--- DIRECTIONS FOR THIS TASK ---
Copy the records below word for word, from the start of the records through the line containing "positive clicks: (150, 899)".

--- Collection entries ---
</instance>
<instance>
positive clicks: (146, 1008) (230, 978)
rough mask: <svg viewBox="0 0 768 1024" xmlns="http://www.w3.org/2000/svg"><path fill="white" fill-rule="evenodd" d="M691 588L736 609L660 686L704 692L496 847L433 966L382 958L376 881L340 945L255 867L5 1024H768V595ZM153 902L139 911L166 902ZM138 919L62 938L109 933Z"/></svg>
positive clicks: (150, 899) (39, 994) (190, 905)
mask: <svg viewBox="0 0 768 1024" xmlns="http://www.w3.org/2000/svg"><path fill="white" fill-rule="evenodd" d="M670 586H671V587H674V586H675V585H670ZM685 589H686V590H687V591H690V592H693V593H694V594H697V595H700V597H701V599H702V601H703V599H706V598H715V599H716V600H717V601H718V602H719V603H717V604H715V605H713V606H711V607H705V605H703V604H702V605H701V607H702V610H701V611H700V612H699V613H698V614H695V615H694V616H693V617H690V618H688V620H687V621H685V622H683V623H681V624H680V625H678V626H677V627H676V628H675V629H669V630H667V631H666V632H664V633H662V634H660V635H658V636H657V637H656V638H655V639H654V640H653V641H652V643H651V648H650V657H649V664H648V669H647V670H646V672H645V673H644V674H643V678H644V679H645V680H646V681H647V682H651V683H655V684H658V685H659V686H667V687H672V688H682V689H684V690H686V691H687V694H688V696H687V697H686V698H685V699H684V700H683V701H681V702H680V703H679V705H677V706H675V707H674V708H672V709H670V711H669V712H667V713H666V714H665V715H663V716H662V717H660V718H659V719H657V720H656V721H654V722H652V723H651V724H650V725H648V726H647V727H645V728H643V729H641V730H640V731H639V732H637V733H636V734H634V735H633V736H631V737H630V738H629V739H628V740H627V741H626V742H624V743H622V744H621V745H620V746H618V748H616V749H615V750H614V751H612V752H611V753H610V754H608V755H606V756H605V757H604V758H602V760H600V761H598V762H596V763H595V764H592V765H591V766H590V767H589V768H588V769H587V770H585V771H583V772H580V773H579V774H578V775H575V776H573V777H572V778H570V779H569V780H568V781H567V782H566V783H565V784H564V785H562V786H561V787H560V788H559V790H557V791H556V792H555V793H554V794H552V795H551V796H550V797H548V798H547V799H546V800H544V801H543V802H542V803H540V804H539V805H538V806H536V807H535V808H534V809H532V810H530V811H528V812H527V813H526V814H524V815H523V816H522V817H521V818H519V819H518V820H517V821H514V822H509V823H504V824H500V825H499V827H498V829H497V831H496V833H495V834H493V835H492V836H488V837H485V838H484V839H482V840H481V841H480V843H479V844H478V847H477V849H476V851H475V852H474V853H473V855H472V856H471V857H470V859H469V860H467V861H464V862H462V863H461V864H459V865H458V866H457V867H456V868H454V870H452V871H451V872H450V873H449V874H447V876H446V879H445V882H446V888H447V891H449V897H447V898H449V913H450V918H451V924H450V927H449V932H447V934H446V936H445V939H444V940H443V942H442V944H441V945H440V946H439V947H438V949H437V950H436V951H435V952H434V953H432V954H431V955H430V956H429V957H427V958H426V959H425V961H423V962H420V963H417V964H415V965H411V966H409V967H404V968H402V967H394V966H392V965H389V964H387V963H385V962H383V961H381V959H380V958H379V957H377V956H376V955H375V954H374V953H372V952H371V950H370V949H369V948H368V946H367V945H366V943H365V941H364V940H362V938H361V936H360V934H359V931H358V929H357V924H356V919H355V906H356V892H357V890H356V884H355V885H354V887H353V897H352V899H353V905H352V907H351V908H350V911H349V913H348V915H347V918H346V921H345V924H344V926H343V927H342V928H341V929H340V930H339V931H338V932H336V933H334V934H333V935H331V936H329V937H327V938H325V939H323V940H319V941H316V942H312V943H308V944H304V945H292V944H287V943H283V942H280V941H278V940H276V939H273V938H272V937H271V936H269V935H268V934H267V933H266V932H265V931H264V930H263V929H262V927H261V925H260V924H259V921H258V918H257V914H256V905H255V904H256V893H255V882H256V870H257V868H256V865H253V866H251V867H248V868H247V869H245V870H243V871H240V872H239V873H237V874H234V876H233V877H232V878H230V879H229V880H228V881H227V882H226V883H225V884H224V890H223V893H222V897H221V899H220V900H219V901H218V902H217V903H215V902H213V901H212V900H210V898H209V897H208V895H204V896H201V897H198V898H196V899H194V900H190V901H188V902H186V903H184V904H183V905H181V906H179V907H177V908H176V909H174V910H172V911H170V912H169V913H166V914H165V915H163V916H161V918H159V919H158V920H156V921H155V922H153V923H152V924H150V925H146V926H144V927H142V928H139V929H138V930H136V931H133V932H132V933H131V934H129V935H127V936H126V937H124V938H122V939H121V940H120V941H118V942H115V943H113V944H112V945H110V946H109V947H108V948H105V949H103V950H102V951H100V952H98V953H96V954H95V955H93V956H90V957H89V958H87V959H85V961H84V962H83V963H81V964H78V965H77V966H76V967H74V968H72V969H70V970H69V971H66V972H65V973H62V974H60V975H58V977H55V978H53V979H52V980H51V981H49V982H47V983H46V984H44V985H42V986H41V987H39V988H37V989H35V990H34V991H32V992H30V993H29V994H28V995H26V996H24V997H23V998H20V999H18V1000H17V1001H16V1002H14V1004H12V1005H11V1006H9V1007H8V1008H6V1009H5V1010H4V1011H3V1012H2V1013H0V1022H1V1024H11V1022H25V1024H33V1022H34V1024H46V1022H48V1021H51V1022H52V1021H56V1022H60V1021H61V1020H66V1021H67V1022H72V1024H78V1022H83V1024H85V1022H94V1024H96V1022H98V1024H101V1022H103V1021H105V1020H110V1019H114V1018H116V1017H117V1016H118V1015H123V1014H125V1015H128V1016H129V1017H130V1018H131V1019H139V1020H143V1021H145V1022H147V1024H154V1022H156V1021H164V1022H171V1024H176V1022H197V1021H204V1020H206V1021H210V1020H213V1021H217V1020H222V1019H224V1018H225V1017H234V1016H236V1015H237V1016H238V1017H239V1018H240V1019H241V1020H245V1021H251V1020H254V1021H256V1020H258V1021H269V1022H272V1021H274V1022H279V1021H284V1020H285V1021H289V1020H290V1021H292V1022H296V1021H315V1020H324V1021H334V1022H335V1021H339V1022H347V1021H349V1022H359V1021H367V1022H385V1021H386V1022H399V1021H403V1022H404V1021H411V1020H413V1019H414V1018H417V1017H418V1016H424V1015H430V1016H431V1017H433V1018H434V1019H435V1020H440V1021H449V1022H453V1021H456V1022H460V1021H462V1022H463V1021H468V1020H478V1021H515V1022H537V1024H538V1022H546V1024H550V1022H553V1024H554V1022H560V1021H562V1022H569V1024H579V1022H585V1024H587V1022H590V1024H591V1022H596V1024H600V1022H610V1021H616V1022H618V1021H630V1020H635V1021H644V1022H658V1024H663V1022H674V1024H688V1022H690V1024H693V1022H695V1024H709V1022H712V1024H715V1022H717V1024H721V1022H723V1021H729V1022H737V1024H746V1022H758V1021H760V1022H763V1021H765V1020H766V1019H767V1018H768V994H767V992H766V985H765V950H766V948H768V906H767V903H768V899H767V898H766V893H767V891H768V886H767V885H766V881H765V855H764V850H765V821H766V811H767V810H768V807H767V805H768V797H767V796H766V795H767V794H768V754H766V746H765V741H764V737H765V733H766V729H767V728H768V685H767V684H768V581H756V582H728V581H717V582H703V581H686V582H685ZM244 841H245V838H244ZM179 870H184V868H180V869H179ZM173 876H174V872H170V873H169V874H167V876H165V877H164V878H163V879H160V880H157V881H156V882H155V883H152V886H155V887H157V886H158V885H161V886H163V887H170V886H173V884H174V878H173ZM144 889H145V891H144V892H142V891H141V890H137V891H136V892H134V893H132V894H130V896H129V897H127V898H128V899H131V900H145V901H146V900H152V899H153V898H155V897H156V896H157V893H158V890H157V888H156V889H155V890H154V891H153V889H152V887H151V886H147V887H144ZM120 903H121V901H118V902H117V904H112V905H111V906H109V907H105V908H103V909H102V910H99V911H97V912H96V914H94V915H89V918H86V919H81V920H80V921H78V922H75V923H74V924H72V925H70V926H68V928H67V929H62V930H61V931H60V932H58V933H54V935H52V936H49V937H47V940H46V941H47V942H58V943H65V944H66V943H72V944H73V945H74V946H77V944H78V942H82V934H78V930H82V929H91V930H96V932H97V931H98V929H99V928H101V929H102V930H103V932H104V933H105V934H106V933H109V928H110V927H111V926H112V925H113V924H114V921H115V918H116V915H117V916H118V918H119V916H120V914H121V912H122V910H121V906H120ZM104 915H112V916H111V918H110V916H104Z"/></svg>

--- RESPONSE TO THE TASK ---
</instance>
<instance>
positive clicks: (146, 1008) (230, 978)
rough mask: <svg viewBox="0 0 768 1024" xmlns="http://www.w3.org/2000/svg"><path fill="white" fill-rule="evenodd" d="M691 588L736 609L660 686L704 692L496 847L433 966L382 958L376 881L340 945L255 867L5 1024H768V595ZM153 902L139 911L166 902ZM138 919L62 938L109 933Z"/></svg>
positive clicks: (150, 899) (39, 994) (190, 905)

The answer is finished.